Could you carry on the essay below about the 1967 secession of Eastern Nigeria and the current "Restructure Nigeria now or let us go" demand, picking up after its final sentence?

- **PAGE**
"""

In studies of political movements, there is one constant finding: the sway of extreme elements is always disproportionate to their numbers. They are more fanatical. Their rhetoric is more emotional. And they don’t hesitate to threaten or intimidate those who hold less radical views. When level heads fail to prevail, the outcome is often disastrous.
That was certainly the case in the events leading to the secession of Eastern Nigeria in 1967. The pogrom against Easterners in Northern Nigeria was the precipitating event. Yet, historians have noted that the horrors per se were not enough to make the Eastern populace want to exit Nigeria. The prevailing view was that the country was undergoing a horrific crisis but normalcy would be restored. The declaration of secession was propelled by those who opted for the most radical option, and that included those who were driven by political ambition.
The horror of the pogrom was real, as was the anger it generated. But it was the exploitation of the emotions through massive propaganda that generated popular support for secession.
Lt. Col. Emeka Odimegwu Ojukwu, the military governor of Eastern Nigeria, told the world that he declared secession after due consultation. But quite a few historians and other Biafran leaders take issue with that claim. Among them is Ntieyong U. Akpan, who headed the Biafran civil service. “[T]he majority of people in former Eastern Nigeria, including the Ibos, did not initially support secession, and would have rejected the whole idea if they had been freely and fairly consulted,” Akpan wrote in his memoirs, “The struggle for secession, 1966-1970.”
Of course, fair consultation in the context was hardly possible. Emotions ruled and empowered the radical stance. Alas, that history may be repeating itself.
There is certainly an indication of that in the communique issued by a coalition of Igbo groups in response to the Arewa youths’ ultimatum that the Igbo should leave the North by Oct. 1. In the communique, the Eastern Consultative Assembly demands that the Igbo be allowed to leave Nigeria if the country is not restructured immediately. “Restructure Nigeria now or let us go,” the communiqué asserts.
Any student of group dynamics would readily discern that this statement is a compromise between radical and moderate wings of the assembly. If the pattern of such discussions held true, the radicals pushed for an independent Biafra while the moderates called for restructuring. With such polar positions, it is inevitable that a compromise would yield a demand for the improbable: Restructure now or let us go.
That the moderates acquiesced to the “now” demand is a demonstration of the sway of radical elements, a sway that will probably loom larger with time. Incidentally, the name Eastern Consultative Assembly was lifted from Ojukwu’s strategy book.
General Yakubu Gowon’s administration created 12 states out of four regions virtually overnight. But Nigeria is now a democracy, and in democracies, nothing happens overnight, not even the replacement of a broken street light. There are deliberations, negotiations, rejections and compromises, and these take a while to play out.

"""

- **SUPPLIED DATA**

"""

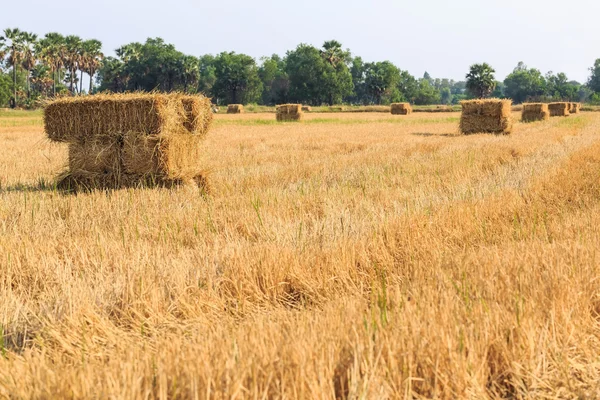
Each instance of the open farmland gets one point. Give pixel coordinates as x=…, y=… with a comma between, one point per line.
x=345, y=256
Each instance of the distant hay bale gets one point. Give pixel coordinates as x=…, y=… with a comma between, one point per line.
x=486, y=116
x=560, y=109
x=574, y=108
x=235, y=109
x=400, y=108
x=73, y=119
x=535, y=112
x=131, y=140
x=289, y=112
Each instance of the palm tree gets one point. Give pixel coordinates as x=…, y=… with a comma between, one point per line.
x=336, y=57
x=52, y=50
x=481, y=81
x=333, y=53
x=190, y=72
x=92, y=51
x=29, y=56
x=14, y=50
x=72, y=58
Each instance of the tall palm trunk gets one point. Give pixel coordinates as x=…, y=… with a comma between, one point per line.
x=53, y=81
x=91, y=73
x=15, y=80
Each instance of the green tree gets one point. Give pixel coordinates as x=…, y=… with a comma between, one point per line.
x=560, y=88
x=274, y=79
x=237, y=79
x=594, y=81
x=480, y=80
x=316, y=76
x=524, y=83
x=153, y=65
x=408, y=86
x=51, y=50
x=91, y=59
x=338, y=80
x=71, y=59
x=112, y=76
x=5, y=89
x=426, y=93
x=380, y=79
x=12, y=43
x=29, y=59
x=207, y=78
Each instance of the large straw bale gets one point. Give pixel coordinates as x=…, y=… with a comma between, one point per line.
x=72, y=119
x=235, y=109
x=486, y=116
x=535, y=112
x=170, y=156
x=560, y=109
x=400, y=108
x=100, y=155
x=289, y=112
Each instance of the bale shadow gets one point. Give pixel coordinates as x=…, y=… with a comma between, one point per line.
x=41, y=186
x=428, y=134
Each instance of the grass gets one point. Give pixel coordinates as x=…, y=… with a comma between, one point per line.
x=349, y=259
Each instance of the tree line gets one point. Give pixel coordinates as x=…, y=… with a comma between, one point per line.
x=33, y=68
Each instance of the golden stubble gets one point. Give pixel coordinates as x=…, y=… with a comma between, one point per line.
x=346, y=256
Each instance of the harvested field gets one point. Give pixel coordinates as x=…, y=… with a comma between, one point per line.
x=400, y=108
x=235, y=109
x=289, y=112
x=559, y=109
x=535, y=112
x=344, y=256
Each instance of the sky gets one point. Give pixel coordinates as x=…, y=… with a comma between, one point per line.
x=438, y=36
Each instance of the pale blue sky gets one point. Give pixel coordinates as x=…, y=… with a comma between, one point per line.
x=442, y=37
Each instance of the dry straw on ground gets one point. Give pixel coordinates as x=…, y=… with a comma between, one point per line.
x=124, y=140
x=401, y=108
x=349, y=258
x=559, y=109
x=235, y=109
x=289, y=112
x=535, y=112
x=486, y=116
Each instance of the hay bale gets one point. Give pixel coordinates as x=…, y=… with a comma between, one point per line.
x=574, y=108
x=535, y=112
x=486, y=116
x=560, y=109
x=100, y=155
x=400, y=108
x=132, y=140
x=289, y=112
x=165, y=156
x=72, y=119
x=235, y=109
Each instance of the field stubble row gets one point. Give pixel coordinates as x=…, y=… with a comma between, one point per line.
x=333, y=259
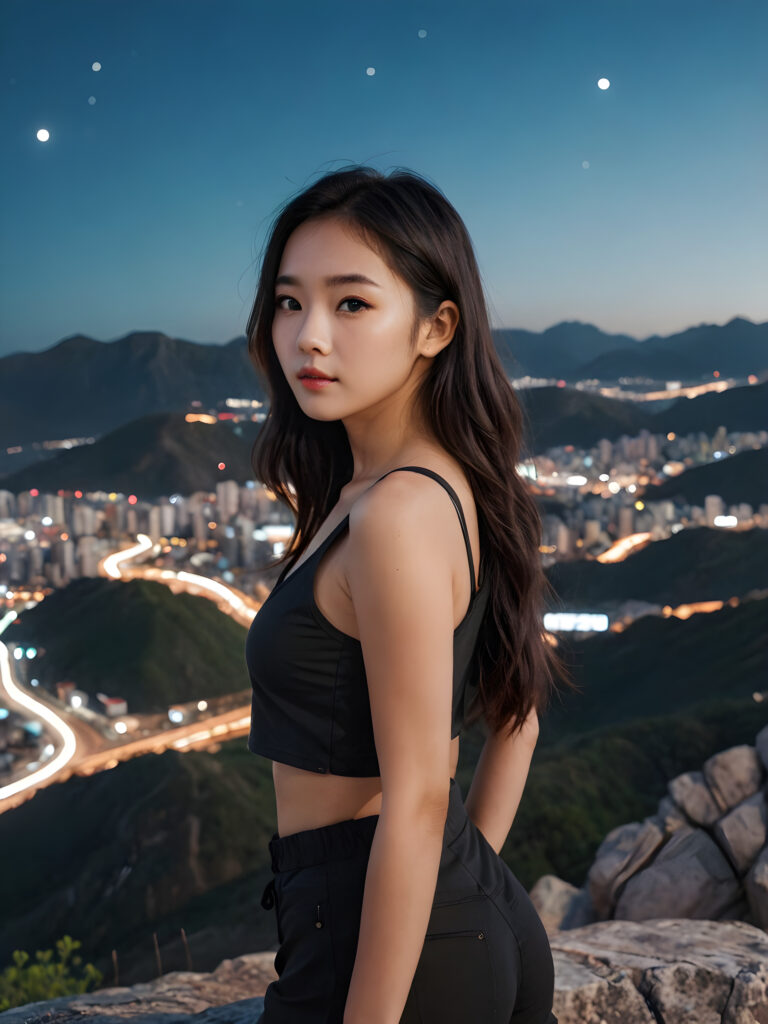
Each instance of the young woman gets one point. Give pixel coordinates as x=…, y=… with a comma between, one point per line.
x=393, y=435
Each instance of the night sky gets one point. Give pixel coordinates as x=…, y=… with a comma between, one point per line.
x=641, y=208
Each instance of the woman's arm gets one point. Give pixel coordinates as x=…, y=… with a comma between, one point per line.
x=499, y=780
x=400, y=583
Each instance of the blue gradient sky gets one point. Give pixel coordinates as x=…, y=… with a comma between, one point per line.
x=641, y=209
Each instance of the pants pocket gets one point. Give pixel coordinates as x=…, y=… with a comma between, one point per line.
x=455, y=980
x=304, y=962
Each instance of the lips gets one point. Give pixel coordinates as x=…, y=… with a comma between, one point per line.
x=314, y=375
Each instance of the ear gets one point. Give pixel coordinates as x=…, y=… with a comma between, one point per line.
x=439, y=330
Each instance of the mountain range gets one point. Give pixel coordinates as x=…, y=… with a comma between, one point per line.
x=83, y=387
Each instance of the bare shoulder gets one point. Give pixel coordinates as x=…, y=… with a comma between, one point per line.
x=399, y=573
x=407, y=514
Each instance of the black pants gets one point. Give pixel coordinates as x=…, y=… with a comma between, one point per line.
x=485, y=955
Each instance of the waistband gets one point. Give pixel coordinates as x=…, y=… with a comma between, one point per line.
x=350, y=838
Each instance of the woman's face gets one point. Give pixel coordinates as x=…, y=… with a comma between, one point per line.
x=357, y=332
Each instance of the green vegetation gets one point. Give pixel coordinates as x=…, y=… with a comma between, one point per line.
x=136, y=640
x=44, y=979
x=582, y=787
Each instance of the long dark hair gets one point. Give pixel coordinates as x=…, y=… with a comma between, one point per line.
x=465, y=396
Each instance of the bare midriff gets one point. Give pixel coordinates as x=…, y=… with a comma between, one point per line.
x=310, y=800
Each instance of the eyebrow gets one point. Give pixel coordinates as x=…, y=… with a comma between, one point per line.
x=332, y=282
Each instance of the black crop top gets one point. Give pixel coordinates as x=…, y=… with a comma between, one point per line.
x=309, y=706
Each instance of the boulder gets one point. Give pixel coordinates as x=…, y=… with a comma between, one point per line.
x=689, y=878
x=733, y=775
x=741, y=833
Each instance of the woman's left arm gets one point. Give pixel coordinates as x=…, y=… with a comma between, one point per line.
x=400, y=584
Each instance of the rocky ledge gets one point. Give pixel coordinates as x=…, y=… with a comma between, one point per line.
x=664, y=971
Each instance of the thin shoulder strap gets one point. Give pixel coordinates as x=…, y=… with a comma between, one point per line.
x=457, y=503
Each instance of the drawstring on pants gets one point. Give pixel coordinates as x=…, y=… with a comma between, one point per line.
x=267, y=897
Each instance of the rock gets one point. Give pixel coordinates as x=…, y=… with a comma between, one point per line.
x=610, y=972
x=761, y=745
x=691, y=793
x=733, y=775
x=689, y=878
x=232, y=993
x=624, y=851
x=756, y=887
x=690, y=972
x=669, y=817
x=742, y=832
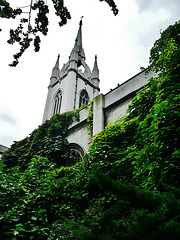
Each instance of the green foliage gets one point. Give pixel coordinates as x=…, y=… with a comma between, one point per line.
x=126, y=188
x=167, y=48
x=48, y=140
x=29, y=29
x=143, y=147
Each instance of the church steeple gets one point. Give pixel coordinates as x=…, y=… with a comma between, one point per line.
x=95, y=73
x=55, y=71
x=74, y=84
x=77, y=52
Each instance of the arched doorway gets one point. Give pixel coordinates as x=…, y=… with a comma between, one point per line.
x=75, y=155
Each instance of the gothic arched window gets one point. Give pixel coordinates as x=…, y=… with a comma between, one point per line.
x=75, y=155
x=84, y=99
x=57, y=102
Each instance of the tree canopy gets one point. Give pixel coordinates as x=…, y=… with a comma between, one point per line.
x=127, y=186
x=30, y=30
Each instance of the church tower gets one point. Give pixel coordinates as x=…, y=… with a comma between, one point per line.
x=74, y=84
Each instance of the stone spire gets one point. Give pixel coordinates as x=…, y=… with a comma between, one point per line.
x=95, y=71
x=77, y=52
x=55, y=71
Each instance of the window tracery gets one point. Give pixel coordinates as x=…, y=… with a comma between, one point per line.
x=57, y=102
x=84, y=99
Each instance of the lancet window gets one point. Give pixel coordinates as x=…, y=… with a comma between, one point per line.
x=57, y=102
x=84, y=99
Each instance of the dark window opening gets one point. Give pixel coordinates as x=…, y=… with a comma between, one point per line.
x=57, y=102
x=84, y=99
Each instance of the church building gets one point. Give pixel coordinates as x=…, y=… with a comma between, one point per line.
x=76, y=84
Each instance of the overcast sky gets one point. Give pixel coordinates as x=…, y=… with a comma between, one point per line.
x=122, y=45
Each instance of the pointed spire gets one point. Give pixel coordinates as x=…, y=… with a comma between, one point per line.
x=95, y=71
x=78, y=51
x=55, y=71
x=78, y=40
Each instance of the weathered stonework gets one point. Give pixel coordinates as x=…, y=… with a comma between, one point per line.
x=76, y=76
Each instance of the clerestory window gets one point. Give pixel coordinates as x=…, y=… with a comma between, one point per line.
x=57, y=102
x=84, y=99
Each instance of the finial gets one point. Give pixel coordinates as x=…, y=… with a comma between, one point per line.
x=80, y=23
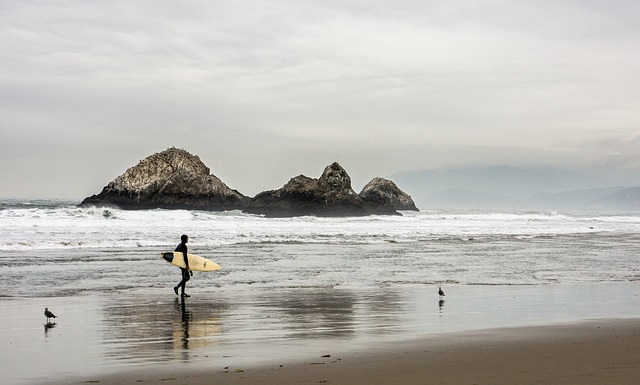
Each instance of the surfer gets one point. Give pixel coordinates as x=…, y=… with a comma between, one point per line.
x=186, y=273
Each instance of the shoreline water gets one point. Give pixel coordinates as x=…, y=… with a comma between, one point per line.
x=97, y=336
x=597, y=352
x=291, y=290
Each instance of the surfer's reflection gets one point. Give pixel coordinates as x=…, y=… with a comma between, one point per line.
x=186, y=318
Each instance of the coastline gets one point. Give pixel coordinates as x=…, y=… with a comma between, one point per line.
x=149, y=335
x=595, y=352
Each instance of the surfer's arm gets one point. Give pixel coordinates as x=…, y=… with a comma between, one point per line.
x=186, y=259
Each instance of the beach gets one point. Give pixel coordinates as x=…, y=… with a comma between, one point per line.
x=477, y=334
x=536, y=297
x=594, y=352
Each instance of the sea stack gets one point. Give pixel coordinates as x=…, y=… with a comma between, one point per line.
x=329, y=196
x=384, y=190
x=171, y=179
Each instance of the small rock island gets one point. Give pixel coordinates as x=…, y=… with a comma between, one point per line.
x=171, y=179
x=176, y=179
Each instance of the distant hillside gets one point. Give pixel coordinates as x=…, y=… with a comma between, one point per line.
x=627, y=199
x=507, y=187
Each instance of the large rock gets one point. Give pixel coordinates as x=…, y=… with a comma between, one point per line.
x=385, y=191
x=329, y=196
x=171, y=179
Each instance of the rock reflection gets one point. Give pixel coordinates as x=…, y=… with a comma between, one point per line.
x=329, y=313
x=146, y=331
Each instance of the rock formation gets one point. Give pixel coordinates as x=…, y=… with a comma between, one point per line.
x=330, y=195
x=385, y=191
x=171, y=179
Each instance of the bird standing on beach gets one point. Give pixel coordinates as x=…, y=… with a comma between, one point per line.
x=48, y=314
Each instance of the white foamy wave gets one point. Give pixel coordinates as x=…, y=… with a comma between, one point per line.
x=24, y=227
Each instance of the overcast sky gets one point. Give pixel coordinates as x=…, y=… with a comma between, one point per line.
x=266, y=90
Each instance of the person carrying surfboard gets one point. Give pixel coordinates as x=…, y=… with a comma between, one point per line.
x=186, y=273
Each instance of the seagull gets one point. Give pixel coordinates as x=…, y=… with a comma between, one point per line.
x=48, y=314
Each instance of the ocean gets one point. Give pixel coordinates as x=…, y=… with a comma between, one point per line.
x=106, y=249
x=290, y=288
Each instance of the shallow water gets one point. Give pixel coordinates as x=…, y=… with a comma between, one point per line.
x=292, y=288
x=96, y=335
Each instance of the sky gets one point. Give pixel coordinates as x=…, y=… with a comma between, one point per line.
x=263, y=91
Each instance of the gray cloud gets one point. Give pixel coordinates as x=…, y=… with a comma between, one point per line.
x=266, y=90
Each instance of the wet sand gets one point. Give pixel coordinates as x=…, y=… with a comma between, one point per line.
x=596, y=352
x=382, y=335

"""

- **FINAL ANSWER**
The Arewa youths that issued an ultimatum to the Igbo also seem bent on reprising the horror meted out to their 1966 counterparts. The only difference is that this time round they are humane enough to give a three-month grace period.
Northerners bore the brunt of the bloodshed of the January 1966 coup, which was led by Igbo officers. Yet the pogrom against the Igbo and other Easterners didn’t begin until several months later. It evidently wasn’t spontaneous mass hysteria. It was fermented by radicals — both civilian and military — who saw an opportunity to settle ethnic scores and advance political ambitions.
Despite the incitation, most Northerners were still horrified by the mass killings of people with whom they had lived peaceably for years. Had the masses in the North been as bloodthirsty as the radicals, few Igbo would have escaped. Quite the contrary, many Northerners provided shelter and facilitated Igbo escapes. Moreover, as General Joseph Garba recounted in his own memoirs, “‘Revolution’ in Nigeria: Another View,” the bloodshed would have been much worse had many Northern officers not risked their lives to quell it.
A tragic aspect of the current Biafra advocacy and radical Northern response is that both sides seem immersed in parochial views of the realities of the 1960s crises. There appears to be little awareness of the complications caused by the expulsion of Easterners from the North, not to talk of the loss of about one million lives during the ensuing civil war.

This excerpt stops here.